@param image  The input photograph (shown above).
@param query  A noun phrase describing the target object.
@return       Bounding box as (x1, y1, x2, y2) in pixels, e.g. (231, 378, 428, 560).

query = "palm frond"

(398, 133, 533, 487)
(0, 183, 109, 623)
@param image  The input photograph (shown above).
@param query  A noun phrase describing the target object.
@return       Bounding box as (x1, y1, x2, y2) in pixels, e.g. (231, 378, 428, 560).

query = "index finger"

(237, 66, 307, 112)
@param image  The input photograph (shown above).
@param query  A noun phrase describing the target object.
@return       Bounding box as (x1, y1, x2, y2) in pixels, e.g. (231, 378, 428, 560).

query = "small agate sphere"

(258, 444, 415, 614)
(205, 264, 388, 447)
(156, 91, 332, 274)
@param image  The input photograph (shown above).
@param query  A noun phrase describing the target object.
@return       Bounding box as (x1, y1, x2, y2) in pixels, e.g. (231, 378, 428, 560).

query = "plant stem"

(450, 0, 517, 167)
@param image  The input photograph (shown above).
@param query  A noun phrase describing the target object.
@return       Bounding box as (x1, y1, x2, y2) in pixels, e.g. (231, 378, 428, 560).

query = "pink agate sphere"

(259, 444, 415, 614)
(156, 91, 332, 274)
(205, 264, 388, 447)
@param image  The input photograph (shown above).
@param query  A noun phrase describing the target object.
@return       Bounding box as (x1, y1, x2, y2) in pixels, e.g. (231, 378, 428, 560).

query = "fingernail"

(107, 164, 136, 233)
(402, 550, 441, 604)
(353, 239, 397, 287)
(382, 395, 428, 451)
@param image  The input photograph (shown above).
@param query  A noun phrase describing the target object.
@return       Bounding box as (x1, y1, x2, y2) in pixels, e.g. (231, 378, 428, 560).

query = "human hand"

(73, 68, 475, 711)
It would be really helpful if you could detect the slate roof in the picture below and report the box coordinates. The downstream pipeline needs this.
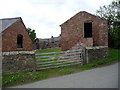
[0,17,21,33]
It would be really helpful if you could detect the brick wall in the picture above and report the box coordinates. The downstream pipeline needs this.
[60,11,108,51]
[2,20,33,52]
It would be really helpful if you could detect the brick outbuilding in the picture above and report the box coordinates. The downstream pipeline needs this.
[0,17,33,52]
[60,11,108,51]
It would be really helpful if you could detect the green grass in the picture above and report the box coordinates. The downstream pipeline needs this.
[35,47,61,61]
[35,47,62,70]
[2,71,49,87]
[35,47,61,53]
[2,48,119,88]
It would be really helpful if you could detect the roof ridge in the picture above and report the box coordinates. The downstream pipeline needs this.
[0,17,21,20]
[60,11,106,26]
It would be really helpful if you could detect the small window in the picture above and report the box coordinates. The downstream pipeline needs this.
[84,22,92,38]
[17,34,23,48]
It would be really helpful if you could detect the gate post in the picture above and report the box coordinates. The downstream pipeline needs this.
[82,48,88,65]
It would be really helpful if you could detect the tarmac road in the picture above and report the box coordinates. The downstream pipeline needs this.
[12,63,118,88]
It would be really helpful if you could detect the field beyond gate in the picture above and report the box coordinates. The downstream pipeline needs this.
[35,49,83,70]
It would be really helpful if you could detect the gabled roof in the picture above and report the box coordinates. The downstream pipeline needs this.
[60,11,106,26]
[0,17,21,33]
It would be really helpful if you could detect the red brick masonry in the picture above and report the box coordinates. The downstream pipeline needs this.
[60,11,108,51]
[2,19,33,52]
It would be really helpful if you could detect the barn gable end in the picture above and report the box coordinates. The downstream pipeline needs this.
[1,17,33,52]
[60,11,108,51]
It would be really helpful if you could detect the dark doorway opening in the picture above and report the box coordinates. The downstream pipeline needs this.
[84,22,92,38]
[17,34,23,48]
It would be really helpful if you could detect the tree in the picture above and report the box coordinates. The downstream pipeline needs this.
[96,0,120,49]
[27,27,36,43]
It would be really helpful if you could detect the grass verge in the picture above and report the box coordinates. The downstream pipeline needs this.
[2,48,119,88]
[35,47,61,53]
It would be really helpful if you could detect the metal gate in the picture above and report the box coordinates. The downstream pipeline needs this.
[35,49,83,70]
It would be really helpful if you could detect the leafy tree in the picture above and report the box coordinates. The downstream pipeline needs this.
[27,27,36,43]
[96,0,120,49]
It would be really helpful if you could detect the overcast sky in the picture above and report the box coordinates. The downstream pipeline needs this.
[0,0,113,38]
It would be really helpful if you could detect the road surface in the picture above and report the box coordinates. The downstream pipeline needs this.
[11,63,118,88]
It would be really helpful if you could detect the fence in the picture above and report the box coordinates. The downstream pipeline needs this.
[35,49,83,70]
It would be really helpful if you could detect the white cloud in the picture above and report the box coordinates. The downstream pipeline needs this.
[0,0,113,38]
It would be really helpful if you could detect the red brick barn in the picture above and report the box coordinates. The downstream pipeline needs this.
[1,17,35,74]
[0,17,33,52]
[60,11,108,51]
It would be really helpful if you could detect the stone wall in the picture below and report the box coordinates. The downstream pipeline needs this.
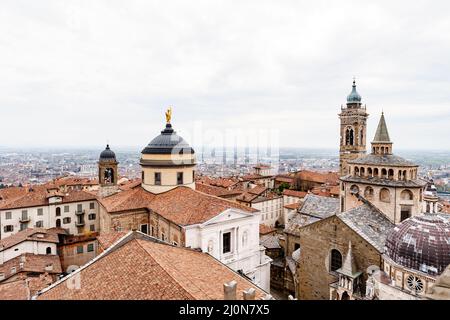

Prompt:
An exact transcription of the listing is required, and it must contain no pictures.

Response to the task:
@param image  The input photograph (shown above).
@param query  A noun phrase describing the target object.
@return       Bounding box as (x1, y1, x2, y2) in pixels, e.g. (231, 378, 428, 560).

query = "palm frond"

(398, 133, 533, 487)
(0, 183, 109, 623)
@param image  The input photograph (shown above).
@param query  A noun phrase describing the target object.
@return       Bounding box as (x1, y1, x2, y2) in pixels, e.g. (231, 378, 428, 560).

query = "index finger"

(237, 66, 307, 112)
@param image  The input photograph (shown above).
@param query  A noun phrase describing the target object.
@return       Bounding box as (x1, y1, x2, y2) in pixels, e.g. (231, 378, 428, 560).

query = "small agate sphere"

(258, 444, 415, 614)
(205, 264, 388, 447)
(156, 91, 332, 274)
@param image  The input photograph (shown above).
@param query  A noun phrase describing the target object.
@return       Bounding box as (x1, y1, x2, y2) in pixels, e.g. (231, 378, 428, 560).

query = "plant stem"

(450, 0, 517, 167)
@param image  The input photograph (shown above).
@param query  A noun phrase describing the target object.
@return       Bounding box as (x1, y1, x2, y2) in pixels, e.g. (231, 378, 428, 560).

query = "pink agate sphere"

(259, 444, 415, 614)
(156, 91, 332, 274)
(205, 264, 388, 447)
@param image  The input photograph (shown above).
@param query  A noun phrase describing the target object.
@return       Bounding box as (x1, y1, x2, y2) in pixels, e.g. (231, 378, 428, 560).

query = "fingernail"

(107, 164, 136, 233)
(402, 550, 441, 604)
(353, 239, 397, 287)
(382, 395, 428, 451)
@param image  The input photograph (shown above).
@param query  A noun phrase describing the target object.
@return       Bounding box as (x1, y1, x2, y2) in pixels, e.g. (231, 378, 428, 560).

query = "human hand"

(73, 68, 475, 711)
It would be really helpful if you could detect the slate roof in the picture below and report the box coordinates. The downstream pipeline needs this.
[0,17,21,33]
It would be really helpful if you could detect the brick wall in the picture above and report the box coordinates. The downstream pipeline needs this.
[60,11,108,51]
[2,20,33,52]
It would be really helpful if you could detect the brick outbuilding in the picture above and report the box coordinates. The downstream pipeline needs this.
[0,17,33,52]
[60,11,108,51]
It would be really helpful if you could detect the green grass in the picture above and report the box coordinates. The downstream pipeline needs this.
[35,47,61,61]
[35,47,62,70]
[2,71,49,87]
[35,47,61,53]
[2,48,119,88]
It would be really helpful if you could detect the roof ridge in the picture above and report the box coordinates. The downstream pipeline needs this.
[0,17,21,20]
[60,11,106,26]
It would be really helpful if you could detect the small window in the picture above and report the box coordinates. The downstream pipeline needs this.
[84,22,92,38]
[17,34,23,48]
It would be really helpful if you could detect the gate post in the picture above and report the box coordinates. The downstream pipeline needs this.
[82,48,88,65]
It would be really helpful if you could detect the tarmac road in the picture above and report the box coordinates. The downstream pipeline needs this.
[12,63,118,88]
It would be really helpful if you could detect the field beyond gate in the picture above and report the box coordinates. The downstream pipeline needs this.
[35,49,83,70]
It would be really helpful if you could detect the gabled roof in the picture above and report the box coordinates. The downstream pipeline needs this.
[60,11,106,26]
[0,17,21,33]
It would be really helpful if you could detect the red brick masonry in the picture above and report the box coordinates. The downstream pipeline needs this.
[60,11,108,51]
[2,19,33,52]
It would be really helpful if you could detect the barn gable end in the picture above and report the box coordinates. The downstream pipeline needs this.
[1,17,33,52]
[60,11,108,51]
It would be really helpful if you could detect the dark doorway opening in the picture above and report the box coordinates. The downstream pipeline needs this.
[84,22,92,38]
[17,34,23,48]
It would be really helpful if you could detect the tree in the picture above and report the box coordinates. The downstream pipeline needs this.
[96,0,120,49]
[27,27,36,43]
It would be really helpful if you could detect the grass verge in the picture above and report the box coordinates. The downstream pipeline needs this.
[2,48,119,88]
[35,47,61,53]
It would be really helpful if you could detect the metal gate in the picture above and report the box coordinates. The downstream pipeline needs this.
[35,49,83,70]
It would be really helpful if you could detect the leafy tree in the picture above and report the box coordinates. The downstream pipeline needs this.
[27,27,36,43]
[96,0,120,49]
It would be really helpful if you could detect the overcast sky in the picture above and report the box coordinates. The downstream pipeline needs this.
[0,0,113,38]
It would be really helpful if you could detect the road surface in the picture above and report the box coordinates. The downstream pipeline needs this.
[11,63,118,88]
It would be really helpful if you could detect the fence in the picture above and report the box coordinates. The downstream pipeline needs this.
[35,49,83,70]
It would be really helpful if you could detect the white cloud in the picture above and report the box coordinates. The downstream pipeline needs this.
[0,0,113,38]
It would be really helpful if you could detect the red brick barn in the picture above and report the box coordinates. The downstream pipeline needs this.
[1,17,35,74]
[0,17,33,52]
[60,11,108,51]
It would be really helpful if you could detect the stone wall in the picture below and report the box coordinates. The downstream pipeline needs this.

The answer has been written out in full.